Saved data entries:

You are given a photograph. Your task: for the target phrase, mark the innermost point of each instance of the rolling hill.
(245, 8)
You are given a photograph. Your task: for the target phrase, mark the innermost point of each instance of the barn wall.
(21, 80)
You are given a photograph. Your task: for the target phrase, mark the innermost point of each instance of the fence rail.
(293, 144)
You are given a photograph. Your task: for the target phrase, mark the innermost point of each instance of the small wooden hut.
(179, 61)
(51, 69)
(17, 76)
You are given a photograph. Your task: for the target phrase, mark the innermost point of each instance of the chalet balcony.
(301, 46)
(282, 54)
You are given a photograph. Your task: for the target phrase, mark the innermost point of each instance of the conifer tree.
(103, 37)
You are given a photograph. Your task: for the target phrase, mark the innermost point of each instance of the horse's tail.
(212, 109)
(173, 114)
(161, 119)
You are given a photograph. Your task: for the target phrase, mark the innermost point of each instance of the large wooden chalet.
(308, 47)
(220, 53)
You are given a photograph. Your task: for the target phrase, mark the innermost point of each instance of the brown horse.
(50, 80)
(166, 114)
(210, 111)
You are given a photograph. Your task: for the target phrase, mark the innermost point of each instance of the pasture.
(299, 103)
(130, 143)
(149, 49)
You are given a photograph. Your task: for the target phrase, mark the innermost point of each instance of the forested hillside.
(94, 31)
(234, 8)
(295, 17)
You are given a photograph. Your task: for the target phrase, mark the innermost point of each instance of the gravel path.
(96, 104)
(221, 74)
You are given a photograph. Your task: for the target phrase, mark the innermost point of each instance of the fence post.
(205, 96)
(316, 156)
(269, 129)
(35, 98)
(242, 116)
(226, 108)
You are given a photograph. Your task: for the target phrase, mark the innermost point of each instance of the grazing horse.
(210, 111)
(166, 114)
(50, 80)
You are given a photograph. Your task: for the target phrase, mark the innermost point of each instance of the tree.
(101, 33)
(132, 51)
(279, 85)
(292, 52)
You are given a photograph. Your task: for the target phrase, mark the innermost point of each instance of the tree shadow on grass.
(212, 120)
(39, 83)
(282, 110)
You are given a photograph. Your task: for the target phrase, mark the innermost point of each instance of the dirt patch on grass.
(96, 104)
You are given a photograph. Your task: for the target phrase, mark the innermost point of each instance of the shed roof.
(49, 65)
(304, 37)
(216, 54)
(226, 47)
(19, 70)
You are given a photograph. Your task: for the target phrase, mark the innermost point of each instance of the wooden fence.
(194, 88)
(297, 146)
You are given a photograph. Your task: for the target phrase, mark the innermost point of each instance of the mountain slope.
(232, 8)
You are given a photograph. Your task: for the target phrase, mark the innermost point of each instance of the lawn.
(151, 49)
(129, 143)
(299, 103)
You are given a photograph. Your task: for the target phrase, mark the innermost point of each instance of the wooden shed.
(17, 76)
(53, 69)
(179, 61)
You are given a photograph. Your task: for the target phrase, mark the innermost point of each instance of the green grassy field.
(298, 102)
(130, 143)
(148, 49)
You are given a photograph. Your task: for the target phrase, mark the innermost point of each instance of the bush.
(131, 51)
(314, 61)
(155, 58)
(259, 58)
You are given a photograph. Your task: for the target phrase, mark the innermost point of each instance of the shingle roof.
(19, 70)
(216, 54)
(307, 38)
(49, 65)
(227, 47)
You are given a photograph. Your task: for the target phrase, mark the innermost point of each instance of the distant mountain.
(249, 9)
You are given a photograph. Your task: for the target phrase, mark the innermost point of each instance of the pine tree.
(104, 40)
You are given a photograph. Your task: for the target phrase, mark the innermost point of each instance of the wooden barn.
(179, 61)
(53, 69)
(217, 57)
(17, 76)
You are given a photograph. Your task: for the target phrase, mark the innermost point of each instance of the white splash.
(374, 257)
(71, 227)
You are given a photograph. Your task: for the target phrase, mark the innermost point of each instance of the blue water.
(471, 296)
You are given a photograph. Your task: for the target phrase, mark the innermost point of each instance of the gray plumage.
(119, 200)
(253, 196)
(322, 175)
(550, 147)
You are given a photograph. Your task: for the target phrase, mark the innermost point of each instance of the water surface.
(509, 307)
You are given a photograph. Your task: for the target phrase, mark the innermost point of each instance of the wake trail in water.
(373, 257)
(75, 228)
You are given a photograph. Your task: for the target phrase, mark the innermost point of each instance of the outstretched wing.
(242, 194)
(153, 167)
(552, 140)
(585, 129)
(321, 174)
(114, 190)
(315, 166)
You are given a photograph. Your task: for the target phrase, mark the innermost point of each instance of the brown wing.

◆ **BRIEF**
Repeat all of the records above exactly as they appear.

◆ **OUTPUT OF THE TASK**
You are given a photograph. Your task: for the target phrase, mark the innermost point of each instance of the rolling hill.
(245, 8)
You are given a photograph. Your task: for the target phrase, mark the innermost point of each instance of the barn wall.
(21, 80)
You are given a photograph. Your task: for the target phrase, mark the innermost point of each instance of the fence rail.
(293, 144)
You are given a photograph. Your task: for the target phrase, mark the innermost point of each instance of the small wooden hut.
(179, 61)
(51, 69)
(17, 76)
You are given a photograph. Your task: for the target phrase, mark the innermost point of each instance of the chalet balcony.
(301, 46)
(282, 54)
You are given a photograph. Your task: for the target phrase, mark the innermost point of each instance of the conifer tree.
(103, 37)
You are given a photograph. Your task: for the target phrase, mark the innermost point of each instance of the horse's tail.
(212, 109)
(173, 114)
(161, 119)
You are given a photograph. Your task: for the target phrase, mark the innermost point of each instance of the large wooden chalet.
(308, 47)
(220, 53)
You are given a photograph. Your task: for the target phrase, mark the innermost point of each instance of the brown horse.
(50, 80)
(166, 114)
(210, 111)
You are given a photograph. Your task: for the target phrase, mark the innermost point of each instance of the pasture.
(299, 103)
(130, 143)
(149, 49)
You are given a photograph. Your task: for the target phrase, mark the innermost point of each instance of the forested hillside.
(94, 31)
(234, 8)
(295, 17)
You are given a photograph. Your task: for the target phrase, mark the innermost point of each instance of the gravel path.
(96, 104)
(221, 74)
You are given a photograph. Your task: for the target phrase, mark the innermost point of each instance of the fence post.
(205, 96)
(316, 156)
(269, 129)
(35, 98)
(242, 116)
(226, 108)
You are given a photograph. Your task: for the target phrase, mark the innermost point of each instance of the grazing horse.
(210, 111)
(166, 114)
(50, 80)
You are given a photograph. Your task: for the target phrase, mark the innermost point of each instance of the tree.
(101, 33)
(132, 51)
(279, 85)
(292, 52)
You are given a photograph. Your task: for the target phrase, mark the innermost point of each instance of the tree shadow on grass.
(212, 120)
(39, 83)
(282, 110)
You are given a photograph. Your task: for the target phrase, mark the innermost point of each instance of the dirt patch on grass.
(96, 104)
You are given a photograph. Your task: for the target phrase, mark the innermost point of each instance of the shed roof.
(49, 65)
(304, 37)
(216, 54)
(226, 47)
(19, 70)
You are given a photograph. Your task: for the target phrase, mark the innermost point of each instance of the wooden fence.
(194, 88)
(297, 146)
You are given a photograph. Your task: for the target phrase, mark the innermost point of each instance of the mountain slope.
(232, 8)
You are given a photograph. Your task: for the target phrase, mark the innermost point of each instance of the lawn.
(151, 49)
(129, 143)
(299, 103)
You are given a photograph. Your task: for the target phrase, mark the innermost point of each instance of the wooden shed.
(17, 76)
(53, 69)
(179, 61)
You are given a photograph. Your task: for the target phrase, mark the innermost point of each instance of the green grassy field.
(298, 102)
(130, 143)
(148, 49)
You are given a photograph. Your task: for the target phrase, mark the innermost point of each instance of the bush.
(131, 51)
(314, 61)
(155, 58)
(259, 58)
You are given a photograph. Your task: for the target phrase, mark the innermost point of each instance of the shingle roof.
(19, 70)
(216, 54)
(307, 38)
(49, 65)
(227, 47)
You are given a photograph. Your task: for the target phrase, mark the innermost point of each instance of the distant mountain.
(249, 9)
You are given a photograph. Your task: for the target phrase, mark the innermost point of each instance of the pine tree.
(104, 40)
You are given a photograph. Your task: for the target phrase, mark the innermost point of each instance of the wooden barn.
(179, 61)
(53, 69)
(217, 57)
(17, 76)
You are given a photograph. Your task: for the target phrase, mark the innermost point of each instance of the white splash.
(374, 257)
(71, 227)
You are given a photograph. Your task: for the target phrase, mark the innermost point of each instance of the blue water.
(471, 296)
You are given a photograph. Your task: for the target phrase, mark the innermost point of each instance of the gray plumage.
(119, 200)
(253, 196)
(322, 175)
(550, 147)
You are given a photograph. Your task: for the target phrase, mark the innermost point of each instance of the water surface.
(509, 307)
You are given a photograph. Your task: for the target phrase, mark the innermost point of each instance of the wake trail in water.
(373, 257)
(75, 228)
You are given a photograph. Your task: for the target phrase, mark the innermost point of each instance of the outstretched wing.
(242, 194)
(153, 167)
(552, 140)
(585, 129)
(321, 174)
(114, 190)
(315, 166)
You are given a photograph. Your task: for the target phrase, mark the innermost point of each instance of the brown wing.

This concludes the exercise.